#### Exercise prompt:
The entries below are to be given back exactly, with images excluded.

------------------------------------------------

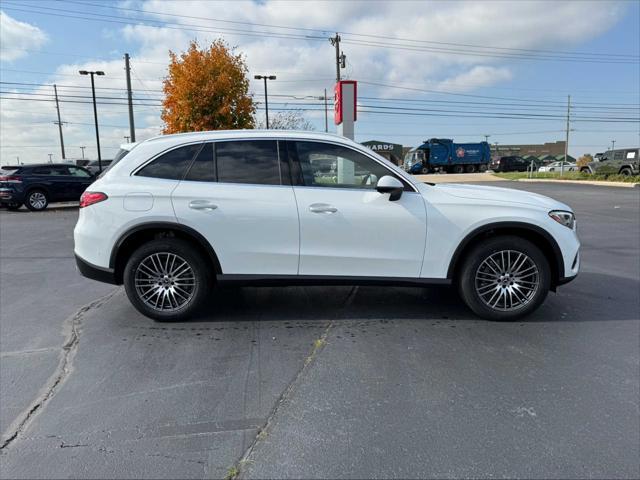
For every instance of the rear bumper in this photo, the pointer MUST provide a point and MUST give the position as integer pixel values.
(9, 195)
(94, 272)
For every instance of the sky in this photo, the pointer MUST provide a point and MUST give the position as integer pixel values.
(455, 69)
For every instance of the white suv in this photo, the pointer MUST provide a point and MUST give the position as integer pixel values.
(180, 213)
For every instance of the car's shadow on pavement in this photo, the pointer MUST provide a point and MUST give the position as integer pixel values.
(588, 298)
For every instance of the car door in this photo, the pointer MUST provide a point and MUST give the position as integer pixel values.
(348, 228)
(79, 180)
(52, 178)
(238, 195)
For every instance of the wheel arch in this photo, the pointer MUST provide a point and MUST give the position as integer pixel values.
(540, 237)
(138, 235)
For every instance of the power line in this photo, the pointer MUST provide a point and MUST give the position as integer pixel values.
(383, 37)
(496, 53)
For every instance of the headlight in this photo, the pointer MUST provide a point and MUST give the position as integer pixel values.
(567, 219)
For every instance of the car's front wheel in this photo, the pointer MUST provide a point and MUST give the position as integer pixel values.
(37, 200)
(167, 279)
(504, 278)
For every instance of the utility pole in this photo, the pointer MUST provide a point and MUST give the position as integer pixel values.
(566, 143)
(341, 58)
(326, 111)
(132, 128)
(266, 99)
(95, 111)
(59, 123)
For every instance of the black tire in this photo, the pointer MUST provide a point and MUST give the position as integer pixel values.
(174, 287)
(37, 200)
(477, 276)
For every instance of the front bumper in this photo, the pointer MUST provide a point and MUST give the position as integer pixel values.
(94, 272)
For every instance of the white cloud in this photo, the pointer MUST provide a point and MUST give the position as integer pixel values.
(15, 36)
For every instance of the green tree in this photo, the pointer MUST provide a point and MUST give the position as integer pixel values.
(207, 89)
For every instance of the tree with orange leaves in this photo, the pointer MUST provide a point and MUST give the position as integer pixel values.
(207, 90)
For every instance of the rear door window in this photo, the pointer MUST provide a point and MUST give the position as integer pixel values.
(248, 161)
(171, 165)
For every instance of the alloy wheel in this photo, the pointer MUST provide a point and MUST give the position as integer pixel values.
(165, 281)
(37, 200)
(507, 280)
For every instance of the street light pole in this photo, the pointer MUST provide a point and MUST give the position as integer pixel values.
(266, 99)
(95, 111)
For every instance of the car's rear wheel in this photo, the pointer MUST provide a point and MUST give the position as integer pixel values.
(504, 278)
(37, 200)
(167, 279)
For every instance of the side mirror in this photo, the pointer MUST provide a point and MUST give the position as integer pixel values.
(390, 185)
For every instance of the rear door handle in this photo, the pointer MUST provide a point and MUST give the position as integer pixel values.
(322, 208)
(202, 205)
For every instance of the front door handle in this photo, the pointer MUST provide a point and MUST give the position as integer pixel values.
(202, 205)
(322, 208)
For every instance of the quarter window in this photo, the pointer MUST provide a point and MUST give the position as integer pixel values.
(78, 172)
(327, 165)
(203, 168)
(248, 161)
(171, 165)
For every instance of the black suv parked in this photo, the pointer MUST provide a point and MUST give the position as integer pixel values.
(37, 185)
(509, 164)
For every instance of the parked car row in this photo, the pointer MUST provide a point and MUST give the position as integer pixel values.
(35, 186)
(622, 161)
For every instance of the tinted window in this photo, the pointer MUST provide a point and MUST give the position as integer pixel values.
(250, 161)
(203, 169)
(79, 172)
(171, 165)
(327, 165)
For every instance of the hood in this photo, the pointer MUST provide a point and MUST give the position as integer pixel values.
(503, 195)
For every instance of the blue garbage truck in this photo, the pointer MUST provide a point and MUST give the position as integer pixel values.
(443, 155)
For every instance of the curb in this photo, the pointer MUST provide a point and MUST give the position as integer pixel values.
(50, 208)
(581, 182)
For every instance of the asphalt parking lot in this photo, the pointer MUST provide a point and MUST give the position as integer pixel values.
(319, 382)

------------------------------------------------

#### Written response:
For every instance of the rear bumper in this photo, the pointer MUST provide a point and MUST give the position as integer pixel values.
(9, 195)
(94, 272)
For every instance of the sky in this photo, the pointer MUST provide a point and MUST give the position as integer pixel values.
(455, 69)
For every instance of the white suv in this photo, the pointer MUST provide a point and MUST give the position as integer pixel values.
(180, 213)
For every instance of the car's shadow on pavement in this photo, the pointer MUST provide a point and MUST give the position as integer pixel values.
(588, 298)
For every instance of the car door in this photo, the pointer MUST provide a point and MUST give the position as integer pixel values.
(348, 228)
(79, 180)
(52, 178)
(238, 195)
For every instance of the wheel arch in this photo, the pointer MUST provide a point and MUST give the position as integer pixel values.
(540, 237)
(138, 235)
For every instance of the power line in this photo, the pointer MUST provide a point and MUST give the position as integer pixel values.
(383, 37)
(496, 53)
For every instance of the headlight in this photo, the pointer MUST provide a point and MUST give the position as integer pixel values.
(567, 219)
For every instance of the car's front wheel in this photo, the pointer MUST provide a point and MUST give the position as integer pixel values.
(37, 200)
(167, 279)
(504, 278)
For every instance of the utility pole in this photo, the pointer MUST provide a point and MUST give the position as integer pixel values.
(566, 143)
(341, 58)
(326, 111)
(132, 128)
(266, 99)
(95, 111)
(59, 123)
For every instance of the black tire in this photo, the pointer MUST provide a point and MUST give the position as integer pixel values.
(174, 287)
(37, 200)
(477, 276)
For every instance of the front bumper in this photo, the pointer MUST provide a point and MUST give the position as integer pixel values.
(94, 272)
For every instance of the white cloud in this photo, the pointer MUST provide a point and MUST give the position as integer pixel values.
(15, 36)
For every instance of the green tree in this photo, the pointer MUST provide a point and MUST give the position as integer pixel values.
(207, 89)
For every instance of the tree with orange leaves in this photo, the pointer MUST provide a point and MUST give the position as integer pixel values.
(207, 90)
For every instance of the rear door window in this photo, the pointer MUST provide a point and MUST give the position as integer pixel values.
(248, 161)
(171, 165)
For every instance of the alloy wheel in this photo, the pointer MUST provide a point and MUST give the position as integer pixel values.
(165, 281)
(37, 200)
(507, 280)
For every instance of the street light pole in this photo, the pointer MUST provide a point and MUST give the position as integer pixel values.
(266, 99)
(95, 111)
For every instance of the car's rear wheel in this photo, the pointer MUST provide a point and MUST give the position as integer pixel values.
(504, 278)
(37, 200)
(167, 279)
For every instance of the side mirror in this photo, the pointer MUST provide a point and MUST give the position as integer pixel values.
(390, 185)
For every instance of the rear door handle in this photo, the pointer MUST provide a point and MUST give the position as integer pixel values.
(322, 208)
(202, 205)
For every instance of the front door handle in this photo, the pointer MUST provide a point and MUST give the position as integer pixel values.
(202, 205)
(322, 208)
For every instance of the quarter window in this photo, the pointer MUST provide a point and MUST give the position as integer pixel values.
(78, 172)
(327, 165)
(203, 168)
(248, 161)
(171, 165)
For every instance of the black suv parked in this photo, the pointer MUST provide a point and MUST give the position as integer pixel values.
(37, 185)
(509, 164)
For every instance of the parked car row in this photo, the pointer MUST provide a point and MUST give the position as integer pixel values.
(35, 186)
(622, 161)
For every instance of the tinted window in this photo, the pointer MUST provide a point and MUST give the position as integer pixel values.
(250, 161)
(203, 169)
(79, 172)
(171, 165)
(327, 165)
For every instance of the hood in this photo, the pointer MUST provide a point and MUST give the position as integer pixel values.
(503, 195)
For every instance of the blue garbage truck in this photo, the pointer MUST provide a point and MUST give the position as integer pixel values.
(443, 155)
For every instance of the curb in this photo, the pointer MUST provide a point and MUST give the position as integer pixel values.
(50, 208)
(581, 182)
For every instance of the asphalt parking lot in this photo, the pointer MUST provide a point and MUST give the position as integer pixel values.
(319, 382)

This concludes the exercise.